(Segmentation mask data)
=-=-=-=-=
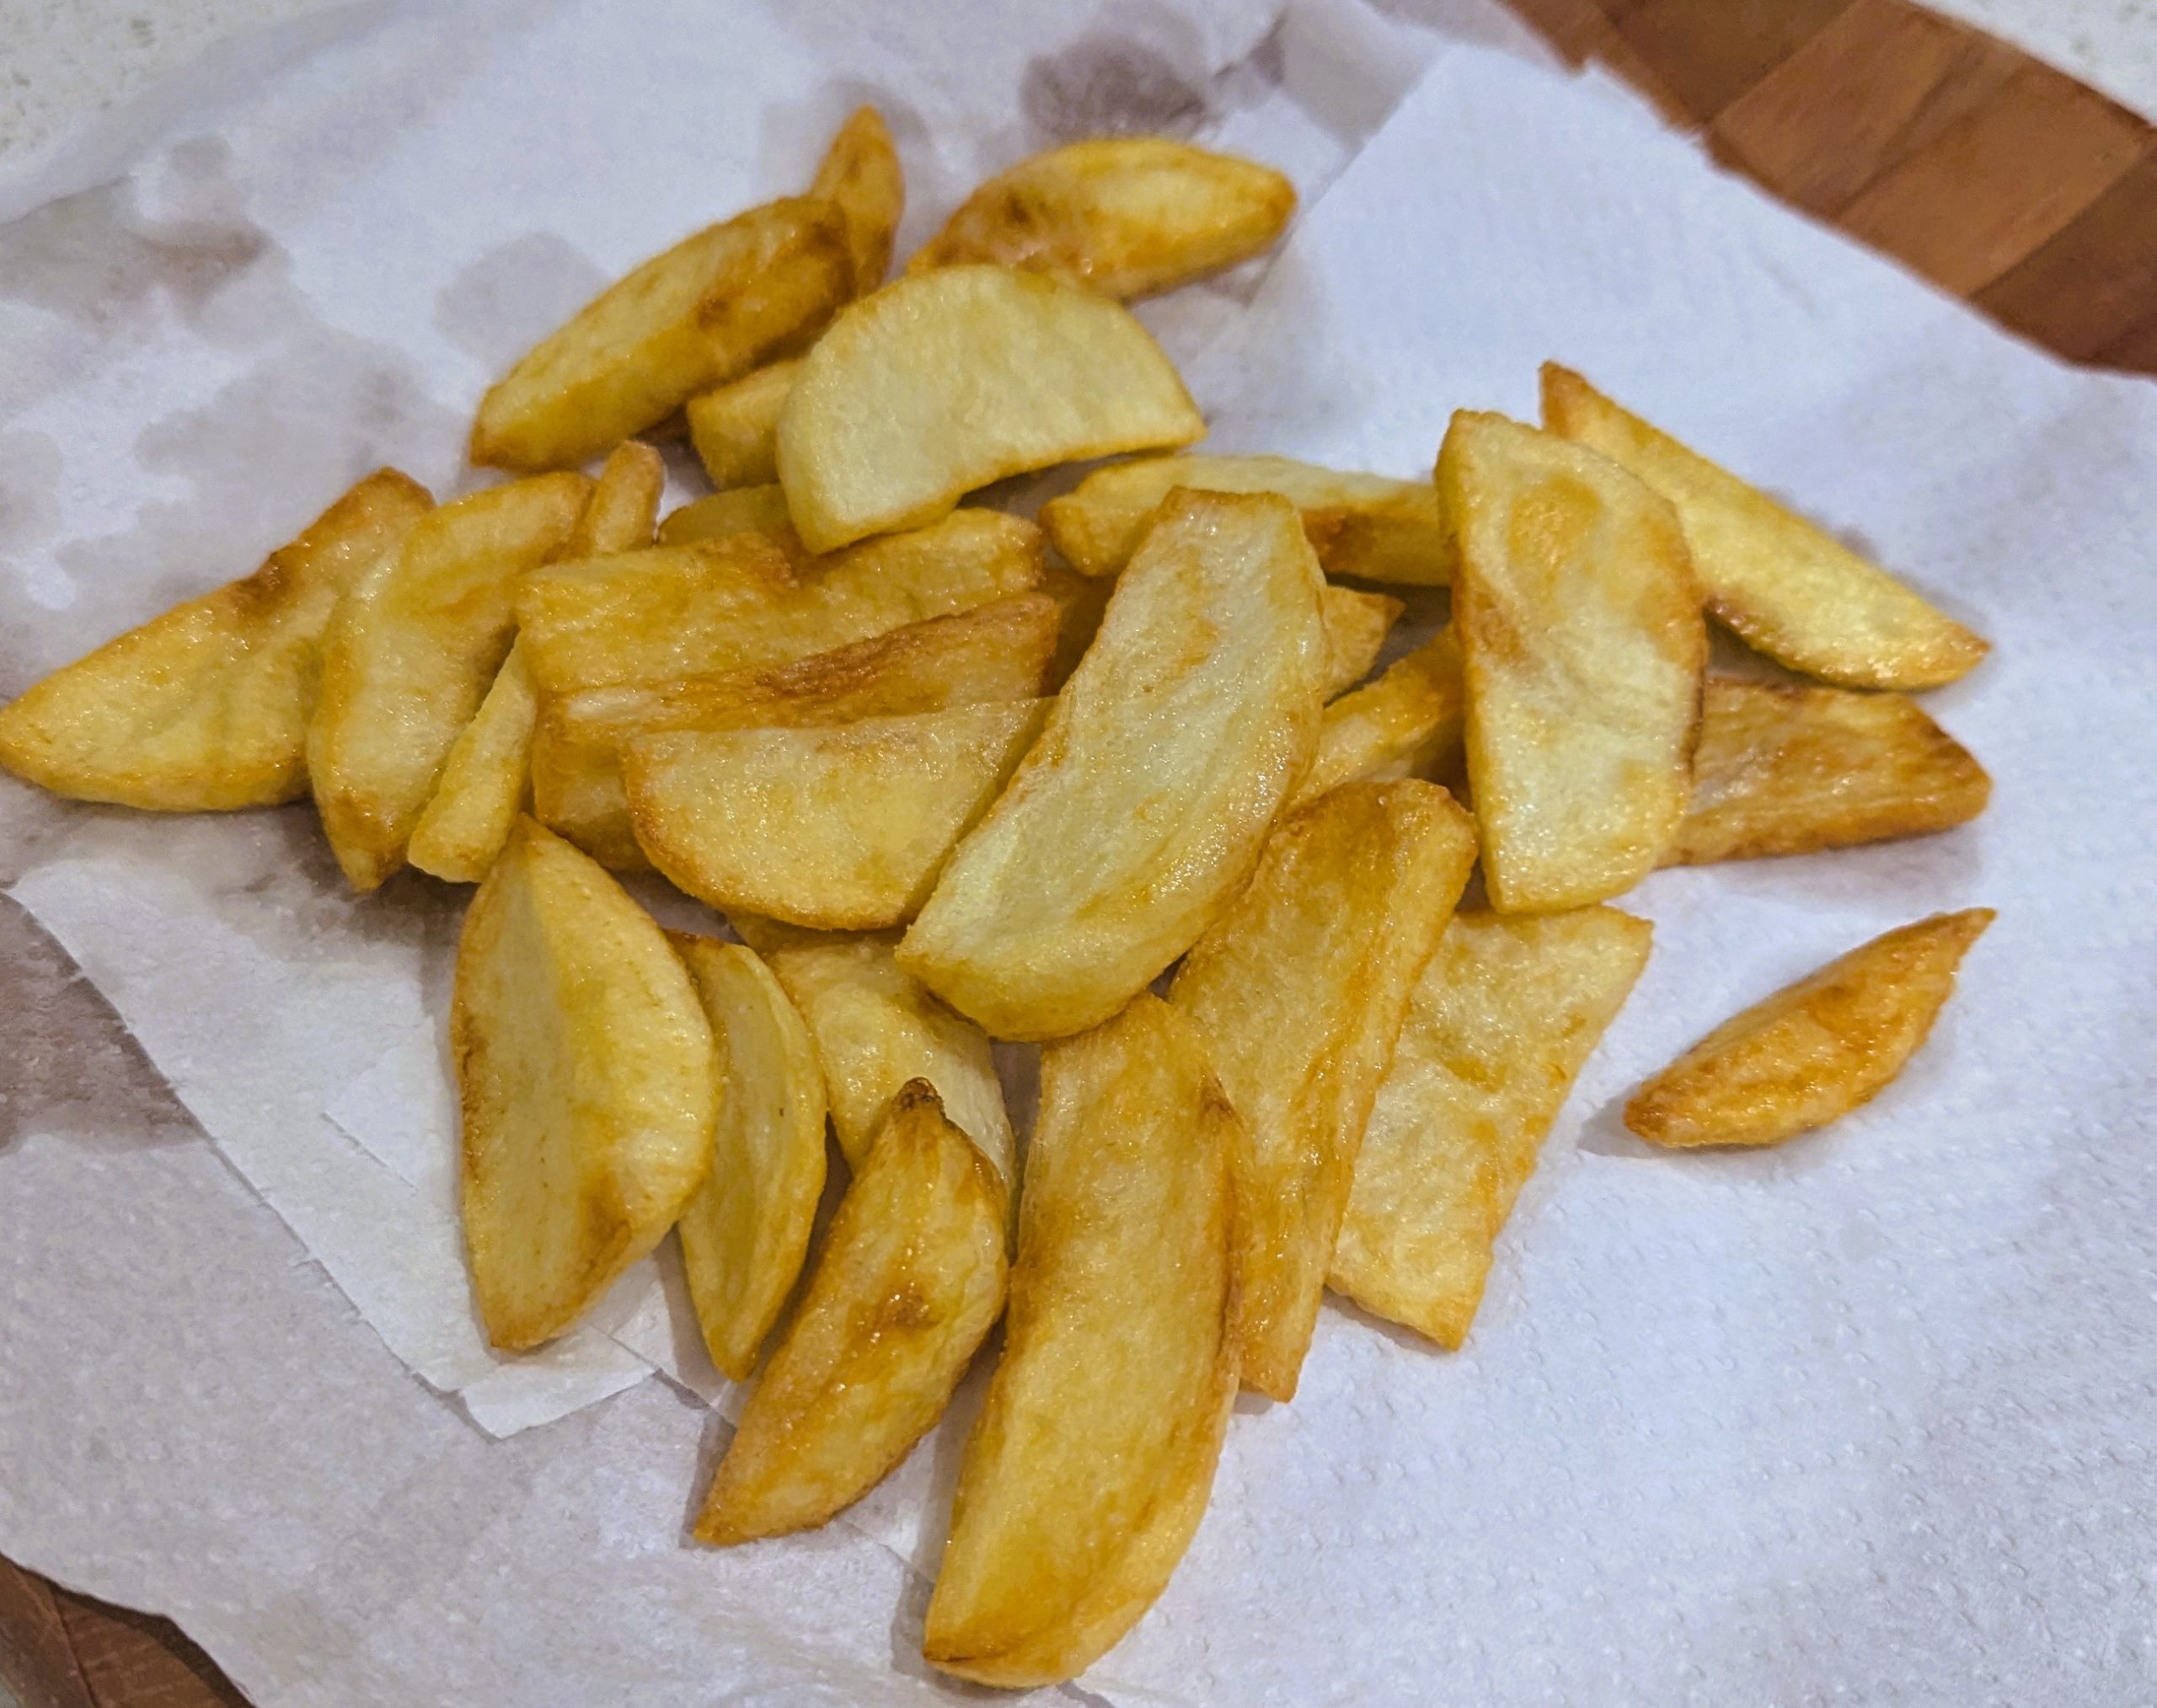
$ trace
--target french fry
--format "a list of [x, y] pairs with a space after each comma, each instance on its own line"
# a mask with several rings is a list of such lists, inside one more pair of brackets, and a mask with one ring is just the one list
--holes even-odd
=-=-=-=-=
_WHAT THIS TASK INVOLVES_:
Your answer should consist of every line from the entries that holds "list".

_YOUR RESPONSE_:
--format "a list of [x, y] pairs with a space after each comma, each instance on its own line"
# a mask with several rings is a list of such lists, inside one more pair of brackets, and a mask with one ring is just the one list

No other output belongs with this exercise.